The incubation centre of Indian Institute of Technology (IIT), Patna, is set to enrol its first batch of students for its two-year incubation programme focused on business ventures in electronics system design and manufacturing and medical electronics. Students with innovative ideas to launch start-ups would be selected for this programme.
A maximum of 20 such students would be selected for the programme and they need to have an engineering degree. A team of experts will screen their ideas.
The centre will work to develop low-cost versions of X-ray machines, computed tomography machines, heart-lung machines, MRI machines, pacemaker, robotic arms and other expensive medical instrument.
Interested candidates, who are known as incubi, will provide support for their start-ups for idea validation, product development, building and testing prototypes. Experienced teams, in addition to mentors and academia from across the industry and academia, will guide these start-ups.
Llewelyn D'Sa, a final-year MTech student from IIT-Patna, said: "The idea is to promote new innovations in the field of medical electronics, which can be cost-effective and even user friendly to people."
Llewelyn, who is working on prosthesis (an artificial device that replaces a missing body part which may be lost through trauma, disease or congenital conditions), said: "My idea is to develop a robotic arm at low cost."
He said those using existing variants of robotic arms take around six months to get accustomed to its uses, whereas his innovation would help them in achieving the comfort level of use in a month. "Icing on the cake would be lower cost of my product," he added.
IIT-Patna director Pushpak Bhattacharyya said: "The centre aims to address the quality gap in healthcare. The vision of the incubation centre is to identify, nurture and translate technology ideas and innovation in electronics system design and manufacturing and medical electronics with a focus on medical electronics."
IIT-Patna has invited applications from potential incubi for the centre. The application must have a business plan highlighting the invocations, funding requirements, capital structure and other details.
Prime Minister Narendra Modi inaugurated the incubation centre last year. A sum of Rs 47 crore would be spent over five years for running the centre of which the centre will pump Rs 22 crore and the remaining funds would come from the state.
Aditya Nataraja, the manager of the incubation centre, said: "Qualified people from academia and industries will assist the centre. AIIMS-Delhi associate professor Prashant Jha, who has an MBBS and bio-medical engineering degree from IIT-Kanpur, will be one of the members at the centre. He and other members will assess the ideas before they are conceptualised."
The centre will offer candidates world-class research and development facilities and guidance by Angel Investors for business mentoring.
Abhishek Singh, the general secretary of Bihar Entrepreneurs' Association, said: "It is good that IIT-Patna is focusing on medical incubation, but the success of the incubation centre will depend on three parameters - the number of ideas received, the feasibility of idea and marketability of the products."

→ Information provided
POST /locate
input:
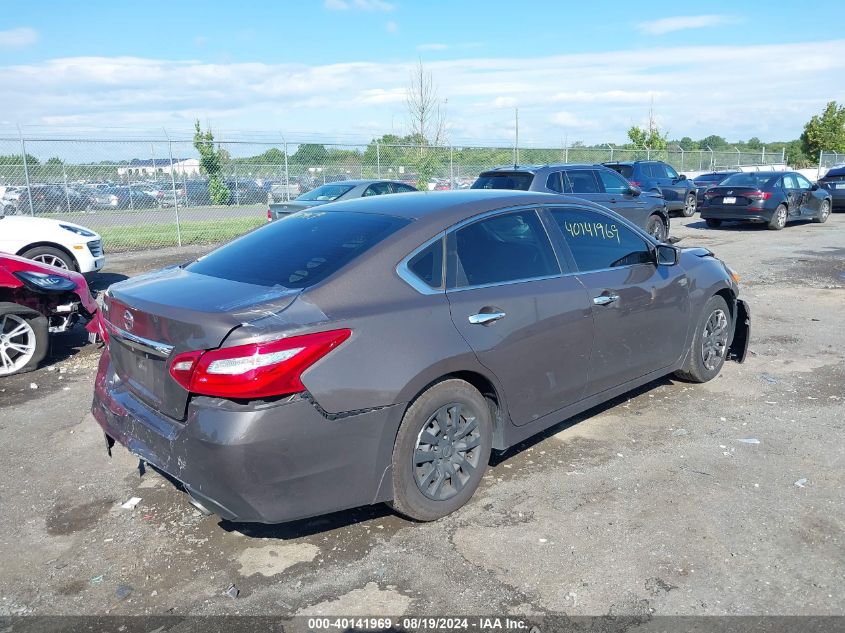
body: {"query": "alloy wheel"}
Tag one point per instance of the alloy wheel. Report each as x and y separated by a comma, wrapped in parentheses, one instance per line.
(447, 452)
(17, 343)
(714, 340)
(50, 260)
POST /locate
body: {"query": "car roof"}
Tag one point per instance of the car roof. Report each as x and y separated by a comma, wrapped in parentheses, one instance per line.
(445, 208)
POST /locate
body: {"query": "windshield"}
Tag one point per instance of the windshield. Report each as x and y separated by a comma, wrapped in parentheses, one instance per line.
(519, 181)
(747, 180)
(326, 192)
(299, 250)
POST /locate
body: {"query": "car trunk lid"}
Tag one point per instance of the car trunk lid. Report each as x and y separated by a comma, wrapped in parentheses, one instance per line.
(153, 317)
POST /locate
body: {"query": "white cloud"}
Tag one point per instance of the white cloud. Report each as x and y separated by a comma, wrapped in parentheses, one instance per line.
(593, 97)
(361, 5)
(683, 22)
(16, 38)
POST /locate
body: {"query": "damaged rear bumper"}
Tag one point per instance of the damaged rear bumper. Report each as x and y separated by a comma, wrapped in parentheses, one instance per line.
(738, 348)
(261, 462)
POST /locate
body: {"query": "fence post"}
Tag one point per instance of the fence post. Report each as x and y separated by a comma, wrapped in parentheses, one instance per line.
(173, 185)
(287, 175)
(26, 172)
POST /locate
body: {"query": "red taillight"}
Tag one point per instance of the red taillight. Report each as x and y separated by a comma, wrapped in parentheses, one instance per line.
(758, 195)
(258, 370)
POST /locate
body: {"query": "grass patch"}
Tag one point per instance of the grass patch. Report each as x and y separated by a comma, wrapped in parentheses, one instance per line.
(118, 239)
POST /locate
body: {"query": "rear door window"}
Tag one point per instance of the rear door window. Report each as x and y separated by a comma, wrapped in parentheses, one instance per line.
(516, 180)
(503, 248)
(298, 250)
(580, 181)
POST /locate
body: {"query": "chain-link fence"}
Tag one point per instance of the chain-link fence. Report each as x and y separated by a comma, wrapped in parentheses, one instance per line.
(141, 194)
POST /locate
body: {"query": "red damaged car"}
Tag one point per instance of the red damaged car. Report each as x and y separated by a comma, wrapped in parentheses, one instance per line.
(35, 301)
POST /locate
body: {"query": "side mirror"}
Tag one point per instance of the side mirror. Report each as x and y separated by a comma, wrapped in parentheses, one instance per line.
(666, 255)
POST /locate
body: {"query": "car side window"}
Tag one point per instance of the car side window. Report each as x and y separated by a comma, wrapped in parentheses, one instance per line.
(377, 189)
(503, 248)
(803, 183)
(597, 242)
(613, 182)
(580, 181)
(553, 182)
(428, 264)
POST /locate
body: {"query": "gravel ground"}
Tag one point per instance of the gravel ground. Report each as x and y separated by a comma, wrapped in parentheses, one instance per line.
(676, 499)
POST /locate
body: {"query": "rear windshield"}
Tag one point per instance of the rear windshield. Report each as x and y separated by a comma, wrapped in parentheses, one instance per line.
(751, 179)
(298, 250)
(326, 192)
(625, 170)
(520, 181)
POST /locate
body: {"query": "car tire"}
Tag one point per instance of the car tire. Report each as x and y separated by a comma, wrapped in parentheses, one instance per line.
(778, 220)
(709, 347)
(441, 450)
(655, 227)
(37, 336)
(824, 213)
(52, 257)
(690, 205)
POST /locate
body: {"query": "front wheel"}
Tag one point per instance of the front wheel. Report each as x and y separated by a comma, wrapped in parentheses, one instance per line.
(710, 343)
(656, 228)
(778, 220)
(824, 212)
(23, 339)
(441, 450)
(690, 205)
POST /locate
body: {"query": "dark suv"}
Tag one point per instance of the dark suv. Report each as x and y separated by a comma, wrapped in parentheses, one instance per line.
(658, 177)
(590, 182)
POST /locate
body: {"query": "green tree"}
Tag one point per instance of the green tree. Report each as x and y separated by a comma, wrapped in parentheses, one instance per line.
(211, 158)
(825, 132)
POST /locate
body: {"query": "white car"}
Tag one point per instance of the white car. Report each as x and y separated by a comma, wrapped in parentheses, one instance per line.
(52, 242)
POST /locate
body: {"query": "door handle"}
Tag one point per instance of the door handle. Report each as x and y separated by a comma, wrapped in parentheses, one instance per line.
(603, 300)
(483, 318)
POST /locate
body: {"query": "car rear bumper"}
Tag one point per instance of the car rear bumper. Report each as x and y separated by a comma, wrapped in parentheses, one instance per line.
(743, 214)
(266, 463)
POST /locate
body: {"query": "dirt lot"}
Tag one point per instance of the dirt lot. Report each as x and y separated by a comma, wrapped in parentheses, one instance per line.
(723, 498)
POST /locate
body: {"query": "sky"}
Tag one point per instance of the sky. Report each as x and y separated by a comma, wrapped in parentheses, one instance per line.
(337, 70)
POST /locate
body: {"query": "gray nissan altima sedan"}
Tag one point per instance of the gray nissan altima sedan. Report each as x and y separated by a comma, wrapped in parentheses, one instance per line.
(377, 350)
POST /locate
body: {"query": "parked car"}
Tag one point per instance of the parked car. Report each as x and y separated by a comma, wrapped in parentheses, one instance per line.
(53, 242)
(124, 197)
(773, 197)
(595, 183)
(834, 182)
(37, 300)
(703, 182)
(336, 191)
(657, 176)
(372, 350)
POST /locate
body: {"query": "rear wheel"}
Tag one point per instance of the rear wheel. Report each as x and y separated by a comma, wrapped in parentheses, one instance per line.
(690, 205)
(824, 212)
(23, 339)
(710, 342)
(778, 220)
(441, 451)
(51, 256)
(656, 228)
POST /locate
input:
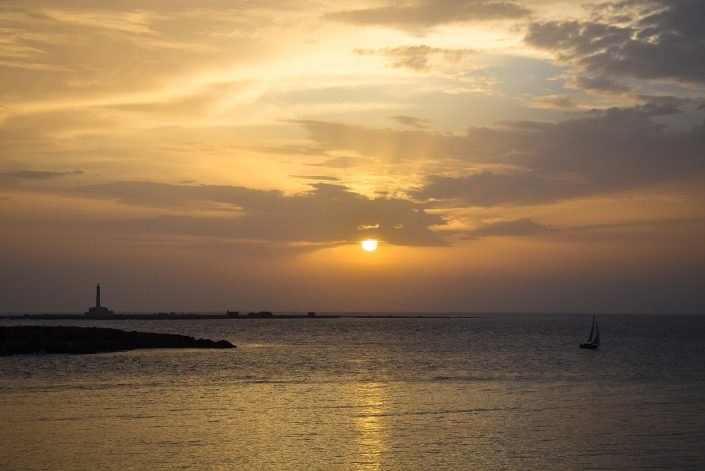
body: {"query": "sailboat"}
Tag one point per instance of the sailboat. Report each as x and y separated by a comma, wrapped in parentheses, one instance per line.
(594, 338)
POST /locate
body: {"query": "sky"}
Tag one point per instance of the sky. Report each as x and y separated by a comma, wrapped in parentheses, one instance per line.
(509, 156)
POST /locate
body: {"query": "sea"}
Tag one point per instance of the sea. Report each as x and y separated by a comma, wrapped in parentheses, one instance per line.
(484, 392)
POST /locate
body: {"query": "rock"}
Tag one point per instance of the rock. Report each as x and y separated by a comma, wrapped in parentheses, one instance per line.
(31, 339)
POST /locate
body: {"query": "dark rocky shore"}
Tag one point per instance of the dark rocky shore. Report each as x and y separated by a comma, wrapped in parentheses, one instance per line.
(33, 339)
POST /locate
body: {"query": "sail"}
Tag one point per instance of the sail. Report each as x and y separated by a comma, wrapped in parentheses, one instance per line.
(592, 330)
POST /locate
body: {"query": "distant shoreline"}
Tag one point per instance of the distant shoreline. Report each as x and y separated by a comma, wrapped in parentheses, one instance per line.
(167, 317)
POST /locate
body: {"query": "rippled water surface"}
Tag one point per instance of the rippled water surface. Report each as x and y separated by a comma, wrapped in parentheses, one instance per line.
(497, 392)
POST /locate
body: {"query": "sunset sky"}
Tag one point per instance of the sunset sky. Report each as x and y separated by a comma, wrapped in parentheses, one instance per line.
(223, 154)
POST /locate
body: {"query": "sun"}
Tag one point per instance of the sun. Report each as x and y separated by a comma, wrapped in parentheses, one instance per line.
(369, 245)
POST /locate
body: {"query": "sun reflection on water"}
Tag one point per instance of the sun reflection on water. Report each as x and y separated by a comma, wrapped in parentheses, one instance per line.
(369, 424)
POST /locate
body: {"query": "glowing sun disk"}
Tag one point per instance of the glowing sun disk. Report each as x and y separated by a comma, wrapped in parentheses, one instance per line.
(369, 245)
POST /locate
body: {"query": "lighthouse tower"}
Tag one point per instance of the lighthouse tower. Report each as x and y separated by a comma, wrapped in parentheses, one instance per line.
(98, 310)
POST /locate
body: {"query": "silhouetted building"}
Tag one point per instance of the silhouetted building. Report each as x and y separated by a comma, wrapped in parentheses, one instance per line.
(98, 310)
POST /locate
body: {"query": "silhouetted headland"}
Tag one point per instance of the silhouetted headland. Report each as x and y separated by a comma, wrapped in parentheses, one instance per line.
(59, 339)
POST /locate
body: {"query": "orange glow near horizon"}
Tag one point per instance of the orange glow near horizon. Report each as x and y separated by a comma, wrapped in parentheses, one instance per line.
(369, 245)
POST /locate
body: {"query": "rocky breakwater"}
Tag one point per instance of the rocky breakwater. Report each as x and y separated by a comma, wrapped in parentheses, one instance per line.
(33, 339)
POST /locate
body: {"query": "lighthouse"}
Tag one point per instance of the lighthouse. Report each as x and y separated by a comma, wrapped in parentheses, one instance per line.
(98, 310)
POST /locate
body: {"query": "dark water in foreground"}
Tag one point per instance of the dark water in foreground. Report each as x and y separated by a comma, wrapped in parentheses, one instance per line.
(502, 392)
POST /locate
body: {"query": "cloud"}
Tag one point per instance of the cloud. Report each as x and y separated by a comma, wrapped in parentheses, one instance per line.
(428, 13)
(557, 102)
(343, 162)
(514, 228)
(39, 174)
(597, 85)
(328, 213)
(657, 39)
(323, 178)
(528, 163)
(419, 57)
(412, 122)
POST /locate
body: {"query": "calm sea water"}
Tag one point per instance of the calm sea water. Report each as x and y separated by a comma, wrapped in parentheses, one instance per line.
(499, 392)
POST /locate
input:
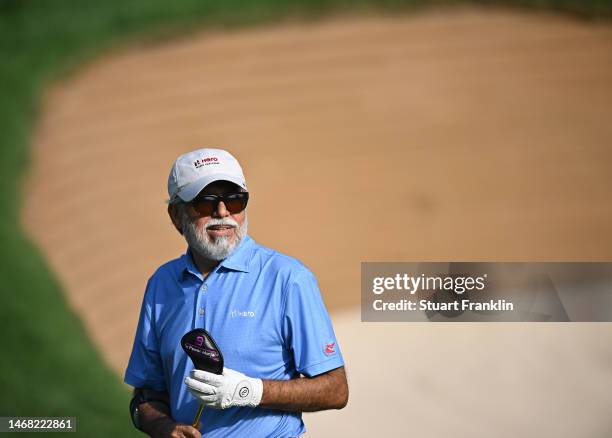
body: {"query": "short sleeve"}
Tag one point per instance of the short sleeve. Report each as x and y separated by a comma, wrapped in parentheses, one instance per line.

→ What the task asks
Update the stretch of the article on the IIT-Patna incubation centre from "IIT-Patna has invited" through "and other details." by replacing "funding requirements" with "financial needs".

→ Your response
IIT-Patna has invited applications from potential incubi for the centre. The application must have a business plan highlighting the invocations, financial needs, capital structure and other details.